14.04.2010

Clash of the Titans 3D [2010]

Gelin önce biraz Yunan mitolojisi öğrenelim. Yani geniş çaplı değilde, filmle ilgili olan kısımlara kısaca değinelim. Dünyayı ilk yönetenler Titan'lardır. 12 Titan, Altın Çağ döneminde dünyayı yönetirken bu Titanlar'dan Kronus olanı, Rheia ile evlenip dünyaya 6 çocuk getirmiştir. Bu çocuklardan 5'ini de birer birer yutmuştur. Bunun sebebi de zamanında annesi Gaia'nın yardımları ile babası Uranus'u yenip, dünyanın hakimi olması ve sonradan kendisinin başına gelecek şeyin de aynı olmasını öğrenmesidir ve öyle de olmuşturda. Titan Rheia, 6. oğlu Zeus'un ölmesini istememiş ve Kronus'a, Zeus'u bir kaya parçası olarak yutturmuştur. Zeus'ta bir şekilde babası Kronus'u yenmiş, kardeşlerini kurtarmış ve dünyanın hakimiyetini Titan'lardan alıp Tanrı'lara geçirmiştir.

Artık dünyanın hakimi 12 büyük Tanrı'dır. Zeus, kardeşleri Poseidon ve Hades ile çekiliş yapmış ve bunun sonucunda kendisi Gökyüzü'nün, Poseidon Denizler'in, Hades ise Yeraltı'nın tanrısı olmuştur. Diğer 9 Tanrı ile beraber Olimpos Dağı'nda yaşar ve dünyanın hakimiyeti onlara aittir. Tanrıların tanrısı olan Zeus'un en bilinen özelliği çapkınlığıdır. Kral Acrisius'un kızı Danae'den olma bir yarı tanrı çocuğu vardır hatta: Perseus. Olay şöyle, bir gün Acrisius bir kahine gider ve erkek çocuğu olup olamayacağını söyler. Kahin de ona, Danae'nin bir erkek çocuk sahibi olacağını, bu çocuğun da ileride onu öldüreceğini söyler. Kehanetin gerçekleşmesinden korkan Acrisius, Danae'yi saklar ancak Zeus onu bir şekilde bulur ve Danae ile birleşir. Bu birleşmeden Perseus doğar.

☆ ☆ ☆ ☆ ☆

**Yazılı görev 1**
Sayfa metnine göre Zeus'un kardeşleriyle yaptığı çekiliş sonucunda Poseidon neyin tanrısı olmuştur?
Kayıtların sayfa metniyle hiçbir ilgisi yoktur.

☆ ☆ ☆ ☆ ☆

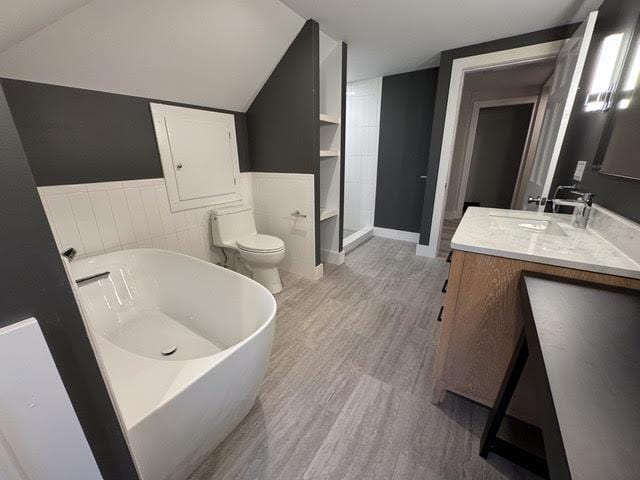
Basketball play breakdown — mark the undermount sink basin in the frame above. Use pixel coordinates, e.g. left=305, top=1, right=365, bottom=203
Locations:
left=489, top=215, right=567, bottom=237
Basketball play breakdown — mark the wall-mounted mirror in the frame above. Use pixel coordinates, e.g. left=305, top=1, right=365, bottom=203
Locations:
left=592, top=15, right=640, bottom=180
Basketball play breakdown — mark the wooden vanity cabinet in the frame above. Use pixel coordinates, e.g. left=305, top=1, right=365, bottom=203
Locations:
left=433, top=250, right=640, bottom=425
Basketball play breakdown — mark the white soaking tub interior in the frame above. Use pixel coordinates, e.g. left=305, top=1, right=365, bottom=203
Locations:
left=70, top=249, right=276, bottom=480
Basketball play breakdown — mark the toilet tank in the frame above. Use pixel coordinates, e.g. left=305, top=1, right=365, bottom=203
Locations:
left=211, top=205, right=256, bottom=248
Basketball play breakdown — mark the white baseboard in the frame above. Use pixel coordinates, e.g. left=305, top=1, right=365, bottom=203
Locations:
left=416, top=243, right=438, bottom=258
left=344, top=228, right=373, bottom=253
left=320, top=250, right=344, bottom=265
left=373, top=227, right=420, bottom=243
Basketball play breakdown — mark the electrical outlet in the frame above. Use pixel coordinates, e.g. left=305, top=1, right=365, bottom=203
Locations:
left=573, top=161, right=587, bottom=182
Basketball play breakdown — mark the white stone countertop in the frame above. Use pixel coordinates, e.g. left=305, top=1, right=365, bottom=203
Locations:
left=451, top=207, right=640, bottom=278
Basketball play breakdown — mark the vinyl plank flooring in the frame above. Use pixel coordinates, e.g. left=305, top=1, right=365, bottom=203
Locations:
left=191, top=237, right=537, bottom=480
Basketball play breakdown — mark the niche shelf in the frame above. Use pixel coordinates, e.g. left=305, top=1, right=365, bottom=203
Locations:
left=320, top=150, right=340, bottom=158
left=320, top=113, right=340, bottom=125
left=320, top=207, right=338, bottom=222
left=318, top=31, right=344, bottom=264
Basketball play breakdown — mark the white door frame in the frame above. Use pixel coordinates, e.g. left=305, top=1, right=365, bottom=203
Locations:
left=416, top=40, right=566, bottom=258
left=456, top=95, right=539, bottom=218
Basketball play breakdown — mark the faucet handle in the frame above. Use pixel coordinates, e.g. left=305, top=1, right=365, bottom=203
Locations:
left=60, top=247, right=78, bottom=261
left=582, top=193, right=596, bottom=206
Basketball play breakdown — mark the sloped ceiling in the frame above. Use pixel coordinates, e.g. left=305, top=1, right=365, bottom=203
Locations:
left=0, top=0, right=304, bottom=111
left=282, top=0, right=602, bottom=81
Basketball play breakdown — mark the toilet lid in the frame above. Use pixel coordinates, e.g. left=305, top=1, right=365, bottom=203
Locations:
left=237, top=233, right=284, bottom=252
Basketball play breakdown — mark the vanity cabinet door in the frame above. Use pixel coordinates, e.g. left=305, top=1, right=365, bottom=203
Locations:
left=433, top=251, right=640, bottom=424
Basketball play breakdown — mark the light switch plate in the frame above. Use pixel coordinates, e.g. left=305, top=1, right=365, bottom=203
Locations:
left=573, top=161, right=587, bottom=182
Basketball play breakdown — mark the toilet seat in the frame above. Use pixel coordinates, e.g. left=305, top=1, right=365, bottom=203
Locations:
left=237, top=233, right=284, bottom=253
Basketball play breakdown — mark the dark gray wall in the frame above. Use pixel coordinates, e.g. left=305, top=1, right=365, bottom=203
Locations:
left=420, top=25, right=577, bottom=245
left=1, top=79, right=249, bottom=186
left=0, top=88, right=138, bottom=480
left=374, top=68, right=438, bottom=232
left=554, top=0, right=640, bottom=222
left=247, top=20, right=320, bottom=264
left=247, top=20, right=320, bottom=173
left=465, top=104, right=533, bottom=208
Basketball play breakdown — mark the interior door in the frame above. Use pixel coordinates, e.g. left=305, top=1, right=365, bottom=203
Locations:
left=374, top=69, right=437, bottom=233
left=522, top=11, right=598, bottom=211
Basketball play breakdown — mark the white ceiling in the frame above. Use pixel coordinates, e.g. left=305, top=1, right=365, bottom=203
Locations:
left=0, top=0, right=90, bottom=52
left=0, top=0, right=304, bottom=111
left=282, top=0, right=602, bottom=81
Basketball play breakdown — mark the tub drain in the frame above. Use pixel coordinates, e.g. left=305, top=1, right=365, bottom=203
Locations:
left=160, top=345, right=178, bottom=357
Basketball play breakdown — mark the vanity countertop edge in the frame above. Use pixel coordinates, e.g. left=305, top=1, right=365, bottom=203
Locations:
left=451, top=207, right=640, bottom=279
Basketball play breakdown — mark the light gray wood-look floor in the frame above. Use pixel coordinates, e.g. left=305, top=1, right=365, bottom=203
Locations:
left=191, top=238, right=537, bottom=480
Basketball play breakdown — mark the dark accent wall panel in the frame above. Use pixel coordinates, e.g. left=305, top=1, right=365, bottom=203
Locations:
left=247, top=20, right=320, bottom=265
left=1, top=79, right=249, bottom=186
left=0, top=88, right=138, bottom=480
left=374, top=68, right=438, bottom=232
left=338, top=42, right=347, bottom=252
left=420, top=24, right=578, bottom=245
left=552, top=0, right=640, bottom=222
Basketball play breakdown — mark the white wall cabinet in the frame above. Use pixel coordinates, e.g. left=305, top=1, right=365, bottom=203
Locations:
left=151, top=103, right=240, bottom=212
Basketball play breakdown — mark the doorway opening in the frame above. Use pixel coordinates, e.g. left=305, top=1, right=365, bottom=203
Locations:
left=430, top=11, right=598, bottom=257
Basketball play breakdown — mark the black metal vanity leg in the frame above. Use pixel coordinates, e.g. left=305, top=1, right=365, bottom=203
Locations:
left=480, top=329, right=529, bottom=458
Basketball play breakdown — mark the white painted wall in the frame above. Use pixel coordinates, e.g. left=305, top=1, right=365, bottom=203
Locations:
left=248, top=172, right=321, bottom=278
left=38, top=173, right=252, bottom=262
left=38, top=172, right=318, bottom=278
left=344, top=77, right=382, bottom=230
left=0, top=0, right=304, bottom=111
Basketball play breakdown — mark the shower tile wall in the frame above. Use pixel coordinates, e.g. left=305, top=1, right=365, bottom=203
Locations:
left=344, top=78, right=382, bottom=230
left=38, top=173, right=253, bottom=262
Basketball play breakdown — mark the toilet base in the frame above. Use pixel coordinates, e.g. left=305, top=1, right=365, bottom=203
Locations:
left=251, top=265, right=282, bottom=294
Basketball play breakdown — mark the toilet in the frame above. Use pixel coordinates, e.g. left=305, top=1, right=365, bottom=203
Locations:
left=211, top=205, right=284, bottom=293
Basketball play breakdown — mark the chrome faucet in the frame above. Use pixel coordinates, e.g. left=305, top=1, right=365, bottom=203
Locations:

☆ ☆ ☆ ☆ ☆

**Yazılı görev 2**
Kayıtlarda "Basketball play breakdown — mark the niche" ifadesini içeren satırdan "left=237, top=233, right=284, bottom=252" ifadesini içeren satıra kadar, iki uç da dahil olmak üzere, satırları JSON dize listesine dönüştürün. Her satır ayrı bir dize olsun, boş satırları atlayın.

**Çözümlü cevap 1**
Denizlerin tanrısı olmuştur.

**Çözümlü cevap 2**
[
  "Basketball play breakdown — mark the niche shelf in the frame above. Use pixel coordinates, e.g. left=305, top=1, right=365, bottom=203",
  "Locations:",
  "left=320, top=150, right=340, bottom=158",
  "left=320, top=113, right=340, bottom=125",
  "left=320, top=207, right=338, bottom=222",
  "left=318, top=31, right=344, bottom=264",
  "Basketball play breakdown — mark the white door frame in the frame above. Use pixel coordinates, e.g. left=305, top=1, right=365, bottom=203",
  "Locations:",
  "left=416, top=40, right=566, bottom=258",
  "left=456, top=95, right=539, bottom=218",
  "Basketball play breakdown — mark the faucet handle in the frame above. Use pixel coordinates, e.g. left=305, top=1, right=365, bottom=203",
  "Locations:",
  "left=60, top=247, right=78, bottom=261",
  "left=582, top=193, right=596, bottom=206",
  "Basketball play breakdown — mark the sloped ceiling in the frame above. Use pixel coordinates, e.g. left=305, top=1, right=365, bottom=203",
  "Locations:",
  "left=0, top=0, right=304, bottom=111",
  "left=282, top=0, right=602, bottom=81",
  "Basketball play breakdown — mark the toilet lid in the frame above. Use pixel coordinates, e.g. left=305, top=1, right=365, bottom=203",
  "Locations:",
  "left=237, top=233, right=284, bottom=252"
]